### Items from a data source

════

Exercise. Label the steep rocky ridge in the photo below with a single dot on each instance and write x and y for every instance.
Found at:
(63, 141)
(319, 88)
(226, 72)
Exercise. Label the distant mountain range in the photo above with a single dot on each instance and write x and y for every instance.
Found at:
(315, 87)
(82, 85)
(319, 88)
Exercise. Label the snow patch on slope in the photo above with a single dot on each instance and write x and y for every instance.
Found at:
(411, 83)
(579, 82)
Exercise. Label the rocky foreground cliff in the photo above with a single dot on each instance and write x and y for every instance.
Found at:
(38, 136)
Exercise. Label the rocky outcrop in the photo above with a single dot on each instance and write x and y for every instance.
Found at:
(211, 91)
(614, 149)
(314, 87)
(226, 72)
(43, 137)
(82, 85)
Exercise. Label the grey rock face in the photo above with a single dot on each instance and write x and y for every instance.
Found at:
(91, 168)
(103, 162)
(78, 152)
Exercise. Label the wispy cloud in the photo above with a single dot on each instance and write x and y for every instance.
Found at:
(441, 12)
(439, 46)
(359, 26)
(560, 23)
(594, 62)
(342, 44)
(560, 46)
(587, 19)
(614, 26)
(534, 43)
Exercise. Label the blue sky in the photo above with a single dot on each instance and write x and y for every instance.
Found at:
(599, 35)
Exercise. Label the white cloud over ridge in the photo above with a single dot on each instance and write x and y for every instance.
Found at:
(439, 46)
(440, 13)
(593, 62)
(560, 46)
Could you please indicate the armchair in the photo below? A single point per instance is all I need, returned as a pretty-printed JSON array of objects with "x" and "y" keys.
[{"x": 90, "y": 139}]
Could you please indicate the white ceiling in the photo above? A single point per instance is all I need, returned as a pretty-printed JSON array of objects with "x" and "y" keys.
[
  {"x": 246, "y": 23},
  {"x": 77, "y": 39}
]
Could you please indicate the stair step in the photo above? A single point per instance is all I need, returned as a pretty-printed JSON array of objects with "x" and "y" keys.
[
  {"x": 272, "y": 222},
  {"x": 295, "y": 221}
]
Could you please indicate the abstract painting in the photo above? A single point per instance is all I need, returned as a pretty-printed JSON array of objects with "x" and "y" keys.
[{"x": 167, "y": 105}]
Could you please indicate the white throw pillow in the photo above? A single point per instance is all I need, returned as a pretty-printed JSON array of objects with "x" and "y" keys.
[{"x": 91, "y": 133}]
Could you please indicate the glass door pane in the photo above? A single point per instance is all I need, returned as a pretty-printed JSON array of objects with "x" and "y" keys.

════

### Task description
Find "Exercise. Label the white" in the entries above, then repeat its line and all lines after it exactly, down to the last line.

### Result of this exercise
Exercise. Label the white cloud over ridge in the photo above with a single dot on each instance and write x and y for every instance.
Found at:
(439, 46)
(440, 13)
(593, 62)
(560, 46)
Could you please indicate the armchair in the photo below? A single point per instance is all I need, returned as a pretty-printed JSON array of objects with "x" and "y" keys.
[{"x": 90, "y": 139}]
Could you please indicate the white ceiling in the photo above? A single point per instance is all I need, returned as a pretty-printed JSON array of objects with "x" and "y" keys.
[
  {"x": 246, "y": 23},
  {"x": 77, "y": 39}
]
Could you please indicate the stair step in the photo above? A single point per instance is all I need, returned as a pretty-printed JSON array of objects with "x" and "y" keys.
[
  {"x": 272, "y": 222},
  {"x": 295, "y": 221}
]
Could you please indicate the abstract painting in the photo above? A single point per instance is all I need, returned as a pretty-printed JSON array of objects with "x" and "y" keys.
[{"x": 167, "y": 105}]
Could you please indicate the white throw pillow in the photo above? A single point per instance is all I need, returned as a pretty-printed JSON array of objects with "x" and "y" keys.
[{"x": 91, "y": 133}]
Could you please indicate the glass door pane in the photo above? A single point per instance is all I need, returned as a pretty-printed JSON array of objects with "x" and "y" keys.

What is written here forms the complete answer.